**Textauszug**:
★ ★ ★

European Case Law Identifier: ECLI:AT:OGH0002:2025:0120OS00071.25W.0805.000
Rechtsgebiet: Strafrecht
Fachgebiet: Sexualdelikte
Spruch:
Die Nichtigkeitsbeschwerden werden zurückgewiesen.
Die Entscheidung über die Berufungen und die Beschwerde kommt dem Oberlandesgericht Linz zu.
Dem Angeklagten fallen auch die Kosten des bisherigen Rechtsmittelverfahrens zur Last.
Gründe:
[1] Mit dem angefochtenen Urteil wurde * R* (teilweise) im zweiten Rechtsgang (zum ersten siehe 12 Os 60/24a) – soweit hier relevant – zweier Vergehen der Datenverarbeitung in Gewinn- oder Schädigungsabsicht nach § 63 DSG (A und B), je eines Vergehens des Widerstands gegen die Staatsgewalt nach §§ 15, 269 Abs 1 (zu ergänzen) erster Fall StGB (C/A) und der schweren Körperverletzung nach §§ 83 Abs 1, 84 Abs 2 StGB (C/B) sowie mehrerer Vergehen der gefährlichen Drohung nach § 107 Abs 1 StGB (C/C) schuldig erkannt.

★ ★ ★

**Gegebene Daten**:
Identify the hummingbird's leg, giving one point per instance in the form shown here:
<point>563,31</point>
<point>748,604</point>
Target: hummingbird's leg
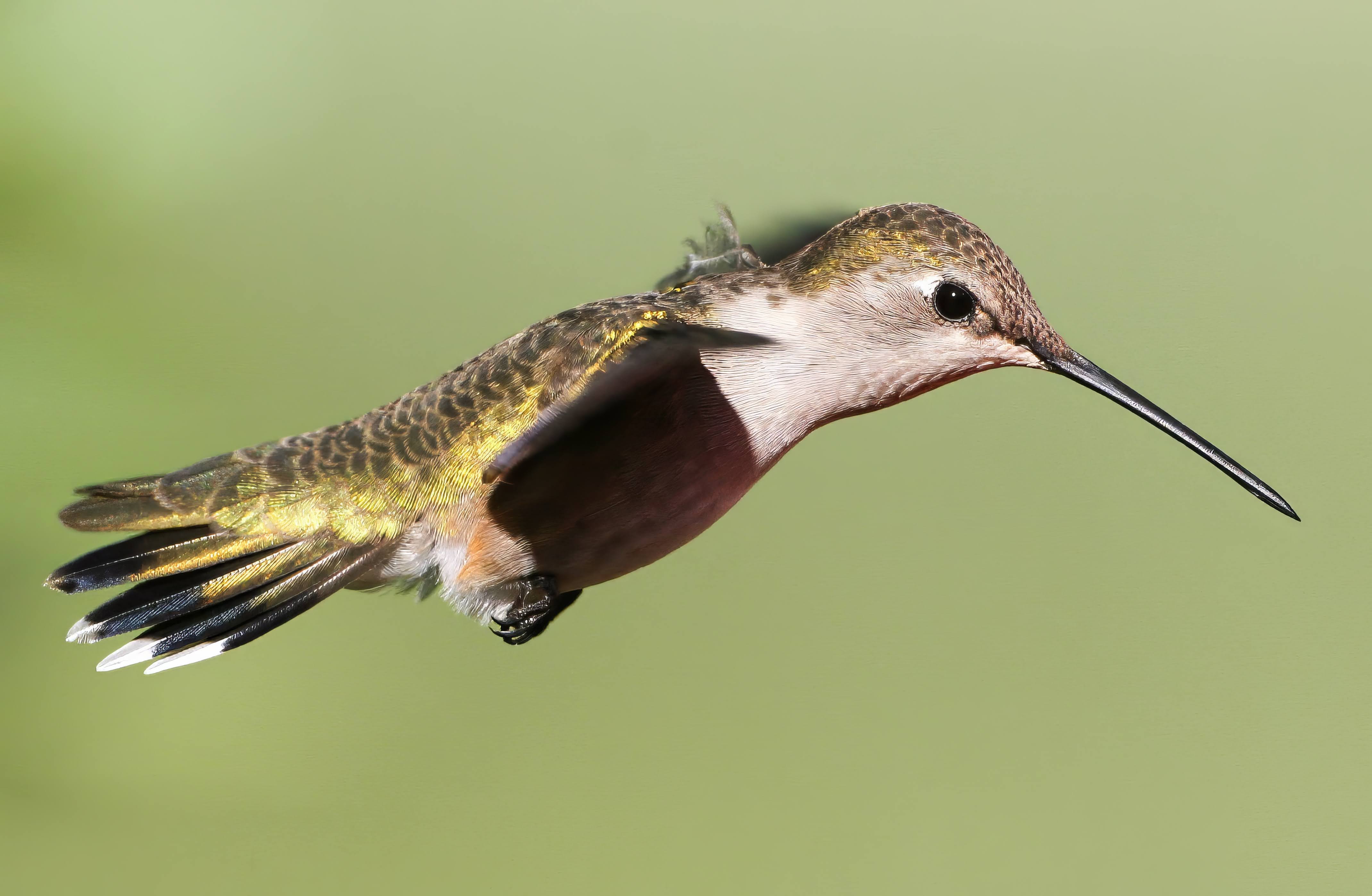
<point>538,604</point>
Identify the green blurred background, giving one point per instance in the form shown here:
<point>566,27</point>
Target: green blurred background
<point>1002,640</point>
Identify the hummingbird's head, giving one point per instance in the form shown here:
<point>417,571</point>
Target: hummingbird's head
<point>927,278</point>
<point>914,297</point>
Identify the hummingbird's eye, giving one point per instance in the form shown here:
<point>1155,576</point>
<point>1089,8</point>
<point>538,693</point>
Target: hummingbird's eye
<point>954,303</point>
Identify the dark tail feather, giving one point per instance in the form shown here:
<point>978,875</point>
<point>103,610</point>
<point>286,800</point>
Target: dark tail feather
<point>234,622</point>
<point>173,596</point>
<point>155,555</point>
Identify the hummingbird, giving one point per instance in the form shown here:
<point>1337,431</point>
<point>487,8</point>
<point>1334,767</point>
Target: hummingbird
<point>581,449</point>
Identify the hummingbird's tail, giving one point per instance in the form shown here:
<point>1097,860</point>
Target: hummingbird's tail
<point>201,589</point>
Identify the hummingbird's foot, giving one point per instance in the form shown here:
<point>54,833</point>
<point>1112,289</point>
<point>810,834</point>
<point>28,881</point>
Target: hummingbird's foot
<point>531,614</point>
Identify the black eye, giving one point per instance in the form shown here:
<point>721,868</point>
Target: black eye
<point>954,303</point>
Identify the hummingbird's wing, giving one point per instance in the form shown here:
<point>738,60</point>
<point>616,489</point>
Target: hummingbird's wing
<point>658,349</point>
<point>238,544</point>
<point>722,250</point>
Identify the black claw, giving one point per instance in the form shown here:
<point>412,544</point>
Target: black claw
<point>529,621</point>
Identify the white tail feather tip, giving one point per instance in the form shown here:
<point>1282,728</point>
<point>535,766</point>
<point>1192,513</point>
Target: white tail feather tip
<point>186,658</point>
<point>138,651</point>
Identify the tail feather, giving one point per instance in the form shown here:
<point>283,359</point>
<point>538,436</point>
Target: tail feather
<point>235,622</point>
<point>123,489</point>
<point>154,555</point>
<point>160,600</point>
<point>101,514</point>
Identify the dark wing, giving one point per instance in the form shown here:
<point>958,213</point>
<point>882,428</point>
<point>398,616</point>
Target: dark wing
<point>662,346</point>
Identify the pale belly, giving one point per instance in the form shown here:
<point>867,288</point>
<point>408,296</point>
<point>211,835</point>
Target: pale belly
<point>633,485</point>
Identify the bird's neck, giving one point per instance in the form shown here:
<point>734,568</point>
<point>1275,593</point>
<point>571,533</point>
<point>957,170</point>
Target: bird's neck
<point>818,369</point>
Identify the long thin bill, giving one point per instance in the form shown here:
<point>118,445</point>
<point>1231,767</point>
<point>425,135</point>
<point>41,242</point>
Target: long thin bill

★ ★ ★

**Ihre Aufgabe**:
Geben Sie den Abschnitt der Entscheidung von „European Case Law“ bis „Nichtigkeitsbeschwerden werden zurückgewiesen.“ wortgetreu wieder.

**Vollständige Antwort**:
European Case Law Identifier: ECLI:AT:OGH0002:2025:0120OS00071.25W.0805.000
Rechtsgebiet: Strafrecht
Fachgebiet: Sexualdelikte
Spruch:
Die Nichtigkeitsbeschwerden werden zurückgewiesen.